From the entries that follow, reproduce exactly and only the lines from the line with "Target: campfire" to the line with "616, row 243.", endpoints included.

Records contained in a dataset
========

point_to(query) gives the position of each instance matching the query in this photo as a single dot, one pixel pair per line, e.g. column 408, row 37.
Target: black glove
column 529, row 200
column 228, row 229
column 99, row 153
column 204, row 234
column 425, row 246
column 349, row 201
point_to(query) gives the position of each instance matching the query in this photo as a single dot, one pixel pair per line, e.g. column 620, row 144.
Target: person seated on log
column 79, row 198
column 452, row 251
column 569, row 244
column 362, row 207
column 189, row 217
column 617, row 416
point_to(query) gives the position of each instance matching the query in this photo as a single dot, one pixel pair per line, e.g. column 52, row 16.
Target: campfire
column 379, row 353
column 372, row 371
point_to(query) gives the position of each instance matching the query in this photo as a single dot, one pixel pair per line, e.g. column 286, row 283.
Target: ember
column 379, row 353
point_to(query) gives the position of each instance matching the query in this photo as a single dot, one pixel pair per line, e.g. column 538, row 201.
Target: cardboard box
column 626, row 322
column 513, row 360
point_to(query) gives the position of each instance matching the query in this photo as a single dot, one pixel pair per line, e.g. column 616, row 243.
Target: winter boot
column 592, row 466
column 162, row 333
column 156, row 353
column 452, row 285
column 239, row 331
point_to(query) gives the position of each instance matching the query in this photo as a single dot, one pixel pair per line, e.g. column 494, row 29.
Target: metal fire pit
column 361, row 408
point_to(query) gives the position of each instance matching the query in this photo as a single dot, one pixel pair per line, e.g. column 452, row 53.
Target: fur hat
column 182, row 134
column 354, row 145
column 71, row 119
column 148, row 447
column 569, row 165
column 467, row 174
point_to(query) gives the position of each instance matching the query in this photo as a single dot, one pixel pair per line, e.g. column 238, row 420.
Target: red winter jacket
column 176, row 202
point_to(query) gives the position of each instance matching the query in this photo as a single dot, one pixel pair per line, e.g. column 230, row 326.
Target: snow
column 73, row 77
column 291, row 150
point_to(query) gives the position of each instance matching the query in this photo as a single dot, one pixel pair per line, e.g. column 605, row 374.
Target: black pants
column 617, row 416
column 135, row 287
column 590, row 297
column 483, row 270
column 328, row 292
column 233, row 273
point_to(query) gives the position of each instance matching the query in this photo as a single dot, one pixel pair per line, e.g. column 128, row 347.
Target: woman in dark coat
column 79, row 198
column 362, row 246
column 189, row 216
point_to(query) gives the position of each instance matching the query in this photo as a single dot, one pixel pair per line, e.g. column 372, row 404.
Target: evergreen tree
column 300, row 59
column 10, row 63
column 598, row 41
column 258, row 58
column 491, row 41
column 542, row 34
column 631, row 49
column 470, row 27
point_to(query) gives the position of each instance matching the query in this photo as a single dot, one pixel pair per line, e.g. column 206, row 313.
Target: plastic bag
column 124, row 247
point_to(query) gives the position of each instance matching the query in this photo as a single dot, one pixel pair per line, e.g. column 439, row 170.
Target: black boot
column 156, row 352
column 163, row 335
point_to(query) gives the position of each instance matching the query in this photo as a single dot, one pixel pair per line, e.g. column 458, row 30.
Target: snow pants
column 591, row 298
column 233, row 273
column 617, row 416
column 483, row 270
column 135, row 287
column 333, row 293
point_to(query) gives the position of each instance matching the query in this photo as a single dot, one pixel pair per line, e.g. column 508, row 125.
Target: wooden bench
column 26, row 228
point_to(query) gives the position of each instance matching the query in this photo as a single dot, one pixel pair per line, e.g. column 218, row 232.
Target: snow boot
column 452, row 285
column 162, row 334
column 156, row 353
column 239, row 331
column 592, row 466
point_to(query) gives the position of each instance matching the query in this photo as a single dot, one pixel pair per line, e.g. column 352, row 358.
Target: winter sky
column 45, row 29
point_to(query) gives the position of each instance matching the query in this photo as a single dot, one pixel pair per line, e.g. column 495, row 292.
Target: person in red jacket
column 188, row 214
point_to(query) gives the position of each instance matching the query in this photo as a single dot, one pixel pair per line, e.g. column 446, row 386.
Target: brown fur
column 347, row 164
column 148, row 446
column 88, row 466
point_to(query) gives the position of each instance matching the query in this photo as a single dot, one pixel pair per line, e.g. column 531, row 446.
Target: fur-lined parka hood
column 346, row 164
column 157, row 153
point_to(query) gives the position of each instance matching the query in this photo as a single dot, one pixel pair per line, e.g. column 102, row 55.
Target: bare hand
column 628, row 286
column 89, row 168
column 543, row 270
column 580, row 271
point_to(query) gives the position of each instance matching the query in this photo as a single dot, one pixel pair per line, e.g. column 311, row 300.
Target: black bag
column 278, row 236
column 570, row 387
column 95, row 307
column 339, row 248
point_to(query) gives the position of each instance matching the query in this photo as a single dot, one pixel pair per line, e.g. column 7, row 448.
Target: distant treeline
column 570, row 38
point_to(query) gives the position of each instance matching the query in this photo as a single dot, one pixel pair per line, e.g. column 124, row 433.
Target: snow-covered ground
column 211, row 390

========

ANSWER TO THIS TASK
Target: campfire
column 379, row 353
column 372, row 371
point_to(query) gives the position of each instance matching the query in this photo as a single dot, one pixel pair per line, e.g. column 286, row 283.
Target: ember
column 379, row 353
point_to(query) gives the position of each instance matching the query in this photo as a single dot, one pixel pair per line, e.g. column 538, row 201.
Target: cardboard box
column 626, row 322
column 513, row 360
point_to(query) gives the position of each instance matching the query in this photo as a single dot, one pixel pair per line, e.g. column 616, row 243.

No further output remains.